Required action> Pull out every line below that contains the word "rough", copying each one in full. Case counts.

[Stored records]
....

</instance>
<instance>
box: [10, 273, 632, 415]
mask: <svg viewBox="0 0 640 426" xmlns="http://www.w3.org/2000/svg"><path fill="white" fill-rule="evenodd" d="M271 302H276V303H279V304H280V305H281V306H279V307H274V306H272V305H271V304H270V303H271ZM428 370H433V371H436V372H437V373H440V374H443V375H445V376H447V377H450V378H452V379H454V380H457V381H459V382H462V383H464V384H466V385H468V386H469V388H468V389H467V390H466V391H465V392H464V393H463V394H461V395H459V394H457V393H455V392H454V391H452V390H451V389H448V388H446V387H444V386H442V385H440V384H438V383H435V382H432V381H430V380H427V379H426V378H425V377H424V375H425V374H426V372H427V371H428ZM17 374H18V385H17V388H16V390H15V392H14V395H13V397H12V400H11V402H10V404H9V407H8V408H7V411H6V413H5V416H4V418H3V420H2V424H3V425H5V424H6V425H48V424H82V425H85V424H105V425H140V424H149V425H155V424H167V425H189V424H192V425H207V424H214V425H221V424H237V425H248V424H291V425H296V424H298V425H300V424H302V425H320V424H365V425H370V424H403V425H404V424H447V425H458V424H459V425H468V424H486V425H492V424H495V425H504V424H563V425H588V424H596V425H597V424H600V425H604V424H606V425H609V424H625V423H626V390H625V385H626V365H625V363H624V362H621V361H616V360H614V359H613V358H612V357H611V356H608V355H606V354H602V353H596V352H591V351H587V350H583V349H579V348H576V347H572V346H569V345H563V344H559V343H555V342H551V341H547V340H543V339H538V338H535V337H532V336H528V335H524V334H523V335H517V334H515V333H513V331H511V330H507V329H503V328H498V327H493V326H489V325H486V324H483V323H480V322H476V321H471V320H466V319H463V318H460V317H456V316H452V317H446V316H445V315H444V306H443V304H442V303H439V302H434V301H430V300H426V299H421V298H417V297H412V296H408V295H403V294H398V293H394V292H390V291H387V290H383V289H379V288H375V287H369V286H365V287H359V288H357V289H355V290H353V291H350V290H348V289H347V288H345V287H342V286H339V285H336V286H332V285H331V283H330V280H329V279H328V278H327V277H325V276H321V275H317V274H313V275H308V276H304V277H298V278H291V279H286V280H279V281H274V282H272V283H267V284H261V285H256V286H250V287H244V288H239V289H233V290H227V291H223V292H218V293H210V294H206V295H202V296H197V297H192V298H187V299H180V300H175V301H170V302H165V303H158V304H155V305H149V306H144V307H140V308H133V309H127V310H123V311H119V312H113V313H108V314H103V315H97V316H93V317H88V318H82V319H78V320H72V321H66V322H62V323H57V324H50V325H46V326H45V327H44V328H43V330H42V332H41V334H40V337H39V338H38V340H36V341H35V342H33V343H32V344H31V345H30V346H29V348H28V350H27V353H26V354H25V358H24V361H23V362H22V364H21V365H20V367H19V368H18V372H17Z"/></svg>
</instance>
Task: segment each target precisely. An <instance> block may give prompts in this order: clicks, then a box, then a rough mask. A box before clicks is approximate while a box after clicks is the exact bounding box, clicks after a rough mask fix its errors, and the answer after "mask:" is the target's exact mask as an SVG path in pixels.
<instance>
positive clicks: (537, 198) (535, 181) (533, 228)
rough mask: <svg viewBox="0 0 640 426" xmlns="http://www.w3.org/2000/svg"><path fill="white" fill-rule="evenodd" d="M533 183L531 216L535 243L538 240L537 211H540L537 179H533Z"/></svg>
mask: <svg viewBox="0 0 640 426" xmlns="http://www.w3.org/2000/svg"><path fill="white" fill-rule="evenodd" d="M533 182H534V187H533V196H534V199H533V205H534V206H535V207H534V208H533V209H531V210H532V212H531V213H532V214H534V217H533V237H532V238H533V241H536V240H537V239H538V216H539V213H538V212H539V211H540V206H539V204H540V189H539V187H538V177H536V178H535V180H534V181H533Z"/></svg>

....

Result>
Task: segment each target precisely. An <instance> block may give prompts in this order: clicks, then a box, then a rough mask. A box before clicks is approximate while a box after clicks is the exact bounding box, clicks after a rough mask fix its errors, and the answer after "mask:" is the target's exact mask as an SVG path in pixels.
rough mask: <svg viewBox="0 0 640 426" xmlns="http://www.w3.org/2000/svg"><path fill="white" fill-rule="evenodd" d="M533 183L531 216L535 243L538 240L537 211H540L537 179H533Z"/></svg>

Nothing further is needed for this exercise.